__TASK__
Echo the records below word for word, everything from the line containing "pinecone listed here." down to the line containing "[(942, 288)]", with both of those lines included.

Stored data
########################################
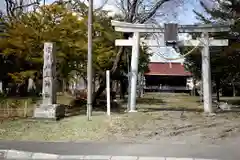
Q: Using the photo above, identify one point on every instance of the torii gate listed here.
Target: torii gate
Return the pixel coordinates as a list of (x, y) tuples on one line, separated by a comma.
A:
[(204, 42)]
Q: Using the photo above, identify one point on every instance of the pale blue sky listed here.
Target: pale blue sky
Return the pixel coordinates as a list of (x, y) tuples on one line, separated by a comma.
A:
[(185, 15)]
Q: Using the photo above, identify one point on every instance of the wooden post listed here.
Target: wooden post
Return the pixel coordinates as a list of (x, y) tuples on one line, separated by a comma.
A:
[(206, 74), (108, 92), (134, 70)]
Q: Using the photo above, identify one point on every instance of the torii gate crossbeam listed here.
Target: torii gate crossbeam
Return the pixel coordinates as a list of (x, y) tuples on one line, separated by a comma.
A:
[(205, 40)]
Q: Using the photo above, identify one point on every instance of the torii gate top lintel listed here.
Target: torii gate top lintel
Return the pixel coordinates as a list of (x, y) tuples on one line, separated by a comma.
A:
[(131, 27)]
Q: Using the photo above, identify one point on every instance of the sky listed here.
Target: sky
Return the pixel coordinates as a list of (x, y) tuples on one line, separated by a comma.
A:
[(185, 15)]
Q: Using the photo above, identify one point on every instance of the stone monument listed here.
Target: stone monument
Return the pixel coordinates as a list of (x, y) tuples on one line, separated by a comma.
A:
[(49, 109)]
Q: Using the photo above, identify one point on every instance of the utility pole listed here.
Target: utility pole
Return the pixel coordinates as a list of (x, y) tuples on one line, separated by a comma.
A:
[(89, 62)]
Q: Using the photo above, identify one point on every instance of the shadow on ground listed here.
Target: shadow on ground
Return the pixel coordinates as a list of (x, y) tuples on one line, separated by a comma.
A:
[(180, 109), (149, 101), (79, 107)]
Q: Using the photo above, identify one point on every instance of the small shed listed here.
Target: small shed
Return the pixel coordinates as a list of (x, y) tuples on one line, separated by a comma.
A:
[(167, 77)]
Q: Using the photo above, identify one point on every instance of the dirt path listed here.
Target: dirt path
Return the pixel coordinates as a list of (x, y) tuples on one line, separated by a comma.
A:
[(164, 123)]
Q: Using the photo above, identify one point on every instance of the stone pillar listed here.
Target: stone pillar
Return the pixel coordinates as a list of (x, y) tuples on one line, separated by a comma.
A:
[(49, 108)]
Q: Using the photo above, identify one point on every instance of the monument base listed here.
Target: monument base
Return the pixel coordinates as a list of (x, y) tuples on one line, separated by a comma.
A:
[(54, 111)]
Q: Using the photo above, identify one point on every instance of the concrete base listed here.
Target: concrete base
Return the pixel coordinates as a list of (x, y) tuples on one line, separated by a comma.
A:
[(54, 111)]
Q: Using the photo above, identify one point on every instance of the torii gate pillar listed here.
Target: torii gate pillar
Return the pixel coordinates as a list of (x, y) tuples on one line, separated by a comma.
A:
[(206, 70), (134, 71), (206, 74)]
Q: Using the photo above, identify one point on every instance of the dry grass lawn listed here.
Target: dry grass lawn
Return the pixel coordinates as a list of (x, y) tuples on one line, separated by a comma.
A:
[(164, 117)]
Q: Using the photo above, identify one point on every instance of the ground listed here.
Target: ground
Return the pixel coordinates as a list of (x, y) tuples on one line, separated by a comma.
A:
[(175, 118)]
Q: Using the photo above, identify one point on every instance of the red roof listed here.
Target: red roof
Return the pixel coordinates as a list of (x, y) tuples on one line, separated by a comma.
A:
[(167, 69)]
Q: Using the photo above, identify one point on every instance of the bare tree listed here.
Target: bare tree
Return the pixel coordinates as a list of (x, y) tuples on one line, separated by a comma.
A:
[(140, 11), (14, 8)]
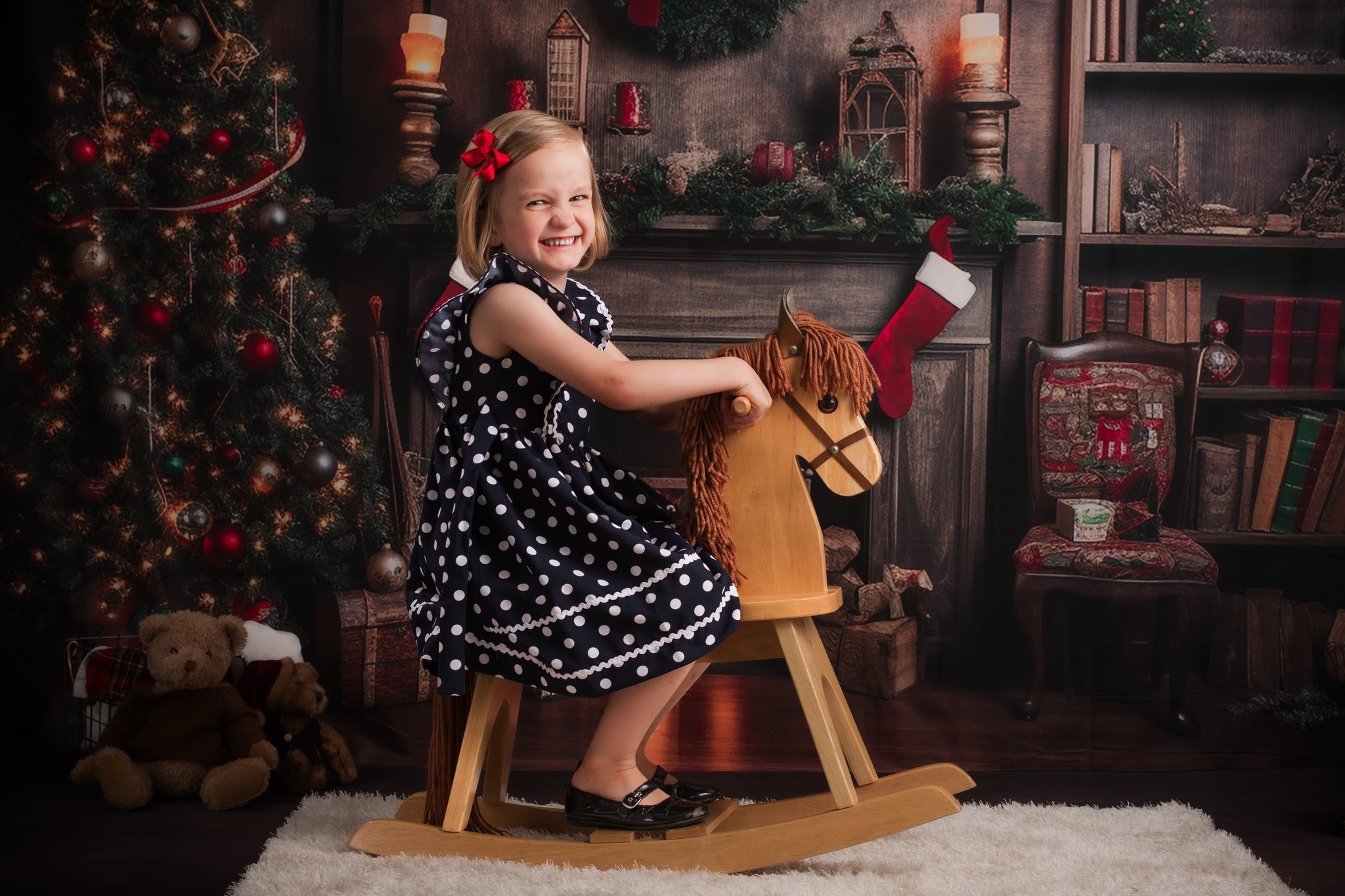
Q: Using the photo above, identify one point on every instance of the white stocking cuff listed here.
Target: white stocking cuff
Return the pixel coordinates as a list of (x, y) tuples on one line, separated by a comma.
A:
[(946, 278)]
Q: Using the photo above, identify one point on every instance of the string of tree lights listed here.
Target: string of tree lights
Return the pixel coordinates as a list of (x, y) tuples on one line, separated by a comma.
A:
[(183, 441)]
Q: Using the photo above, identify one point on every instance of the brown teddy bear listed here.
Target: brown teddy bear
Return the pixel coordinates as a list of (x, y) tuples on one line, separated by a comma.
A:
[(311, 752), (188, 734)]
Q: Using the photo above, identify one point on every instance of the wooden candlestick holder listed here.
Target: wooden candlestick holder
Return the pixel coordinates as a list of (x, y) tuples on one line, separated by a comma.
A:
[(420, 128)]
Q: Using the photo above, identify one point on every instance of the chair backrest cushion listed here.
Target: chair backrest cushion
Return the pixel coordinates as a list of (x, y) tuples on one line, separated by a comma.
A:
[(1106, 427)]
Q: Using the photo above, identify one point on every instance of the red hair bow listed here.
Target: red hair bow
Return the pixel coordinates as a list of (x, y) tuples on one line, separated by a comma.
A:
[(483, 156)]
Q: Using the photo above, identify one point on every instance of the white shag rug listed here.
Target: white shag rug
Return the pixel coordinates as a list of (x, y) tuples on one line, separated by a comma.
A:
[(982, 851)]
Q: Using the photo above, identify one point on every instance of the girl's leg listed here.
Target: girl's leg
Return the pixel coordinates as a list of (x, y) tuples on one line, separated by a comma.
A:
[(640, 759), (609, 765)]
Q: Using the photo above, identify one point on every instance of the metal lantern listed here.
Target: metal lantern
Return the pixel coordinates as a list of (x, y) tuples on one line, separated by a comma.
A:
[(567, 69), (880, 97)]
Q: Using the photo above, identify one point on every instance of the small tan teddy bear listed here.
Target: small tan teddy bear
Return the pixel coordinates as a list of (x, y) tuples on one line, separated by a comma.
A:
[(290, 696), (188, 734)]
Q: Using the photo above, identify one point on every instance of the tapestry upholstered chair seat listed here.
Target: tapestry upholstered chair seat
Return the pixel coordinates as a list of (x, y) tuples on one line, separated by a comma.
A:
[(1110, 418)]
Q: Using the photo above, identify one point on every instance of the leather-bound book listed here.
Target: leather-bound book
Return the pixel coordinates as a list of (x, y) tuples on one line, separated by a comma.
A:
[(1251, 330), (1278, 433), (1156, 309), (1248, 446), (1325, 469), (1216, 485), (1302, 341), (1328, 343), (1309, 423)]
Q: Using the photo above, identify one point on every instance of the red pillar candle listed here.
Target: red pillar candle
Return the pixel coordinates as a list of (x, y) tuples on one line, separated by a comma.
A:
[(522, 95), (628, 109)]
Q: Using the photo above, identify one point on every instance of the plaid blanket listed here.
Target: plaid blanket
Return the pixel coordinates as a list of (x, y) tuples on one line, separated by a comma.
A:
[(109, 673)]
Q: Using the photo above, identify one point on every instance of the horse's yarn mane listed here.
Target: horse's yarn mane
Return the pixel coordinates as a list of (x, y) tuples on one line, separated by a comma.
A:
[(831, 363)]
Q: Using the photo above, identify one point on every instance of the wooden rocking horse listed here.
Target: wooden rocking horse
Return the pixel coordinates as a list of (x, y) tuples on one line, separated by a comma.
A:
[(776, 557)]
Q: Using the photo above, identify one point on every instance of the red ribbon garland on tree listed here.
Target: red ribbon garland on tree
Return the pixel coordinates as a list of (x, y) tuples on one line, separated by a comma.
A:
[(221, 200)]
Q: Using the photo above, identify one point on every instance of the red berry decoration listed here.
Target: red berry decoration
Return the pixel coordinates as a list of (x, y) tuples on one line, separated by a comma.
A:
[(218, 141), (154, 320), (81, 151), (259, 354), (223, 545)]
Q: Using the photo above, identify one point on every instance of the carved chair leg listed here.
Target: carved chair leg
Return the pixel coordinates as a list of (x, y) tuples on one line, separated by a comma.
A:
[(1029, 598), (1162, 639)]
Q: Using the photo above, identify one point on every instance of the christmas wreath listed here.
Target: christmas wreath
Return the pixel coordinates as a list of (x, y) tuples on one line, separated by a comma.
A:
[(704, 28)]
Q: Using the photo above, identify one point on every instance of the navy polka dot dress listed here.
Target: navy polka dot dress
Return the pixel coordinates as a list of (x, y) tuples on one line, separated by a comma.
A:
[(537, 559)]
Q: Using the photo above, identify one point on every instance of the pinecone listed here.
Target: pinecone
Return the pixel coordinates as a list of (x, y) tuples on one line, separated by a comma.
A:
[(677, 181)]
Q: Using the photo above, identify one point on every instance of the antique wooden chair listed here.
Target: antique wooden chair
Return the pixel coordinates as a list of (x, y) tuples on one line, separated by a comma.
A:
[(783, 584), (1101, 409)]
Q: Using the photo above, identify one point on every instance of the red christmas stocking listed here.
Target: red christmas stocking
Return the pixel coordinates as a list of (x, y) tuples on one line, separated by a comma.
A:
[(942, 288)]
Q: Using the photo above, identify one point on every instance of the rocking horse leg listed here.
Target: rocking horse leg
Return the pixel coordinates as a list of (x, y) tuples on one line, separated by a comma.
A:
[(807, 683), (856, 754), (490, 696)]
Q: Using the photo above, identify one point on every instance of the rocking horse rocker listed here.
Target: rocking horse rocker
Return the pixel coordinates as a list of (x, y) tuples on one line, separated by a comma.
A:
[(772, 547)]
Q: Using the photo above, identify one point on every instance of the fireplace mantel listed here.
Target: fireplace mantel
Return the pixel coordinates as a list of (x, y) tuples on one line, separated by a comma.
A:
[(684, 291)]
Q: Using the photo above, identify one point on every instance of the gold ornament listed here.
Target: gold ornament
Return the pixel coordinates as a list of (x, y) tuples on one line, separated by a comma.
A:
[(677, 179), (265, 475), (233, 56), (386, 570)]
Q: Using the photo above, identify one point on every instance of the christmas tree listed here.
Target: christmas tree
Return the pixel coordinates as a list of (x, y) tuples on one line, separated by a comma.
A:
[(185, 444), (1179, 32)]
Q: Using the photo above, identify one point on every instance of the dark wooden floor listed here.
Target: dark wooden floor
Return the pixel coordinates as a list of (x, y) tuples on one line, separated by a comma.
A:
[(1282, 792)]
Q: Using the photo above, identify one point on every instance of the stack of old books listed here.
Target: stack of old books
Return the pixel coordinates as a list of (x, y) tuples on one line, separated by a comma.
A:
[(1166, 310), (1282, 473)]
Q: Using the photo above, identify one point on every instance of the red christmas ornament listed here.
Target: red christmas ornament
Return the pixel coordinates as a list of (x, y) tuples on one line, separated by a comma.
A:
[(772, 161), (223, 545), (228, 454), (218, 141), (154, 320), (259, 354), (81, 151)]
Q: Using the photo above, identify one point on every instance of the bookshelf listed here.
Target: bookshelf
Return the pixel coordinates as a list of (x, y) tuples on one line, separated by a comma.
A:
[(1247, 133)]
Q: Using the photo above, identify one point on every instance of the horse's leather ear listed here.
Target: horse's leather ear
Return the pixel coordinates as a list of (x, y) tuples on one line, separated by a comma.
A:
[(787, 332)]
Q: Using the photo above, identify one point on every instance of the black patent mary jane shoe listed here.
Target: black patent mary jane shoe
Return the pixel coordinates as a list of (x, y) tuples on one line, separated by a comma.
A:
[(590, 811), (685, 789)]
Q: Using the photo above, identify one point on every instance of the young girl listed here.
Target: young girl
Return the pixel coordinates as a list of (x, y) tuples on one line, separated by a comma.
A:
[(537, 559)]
########################################
__RESULT FOR THIS EXERCISE__
Q: Using the photo above, identify one point on every instance of the pinecone listed here.
Target: pinecone
Return the pixel coordinates as a list of (x, y) tuples on one line, separated by a comma.
A:
[(677, 181)]
Q: Using the photo above, identify one point on every instance of the antique wooden chair listed here.
Target: antique wooden chair
Return the pixel coordinates as a list of (x, y) tuples on one line, separated by a comma.
A:
[(783, 584), (1101, 409)]
Q: Using the photo above, identify one point on every instance of the red christmas stocking listed here.
Target: red christmas stocking
Return the pixel coordinates as a list of (x, y) tuples on one line, separated by a comma.
A:
[(942, 288)]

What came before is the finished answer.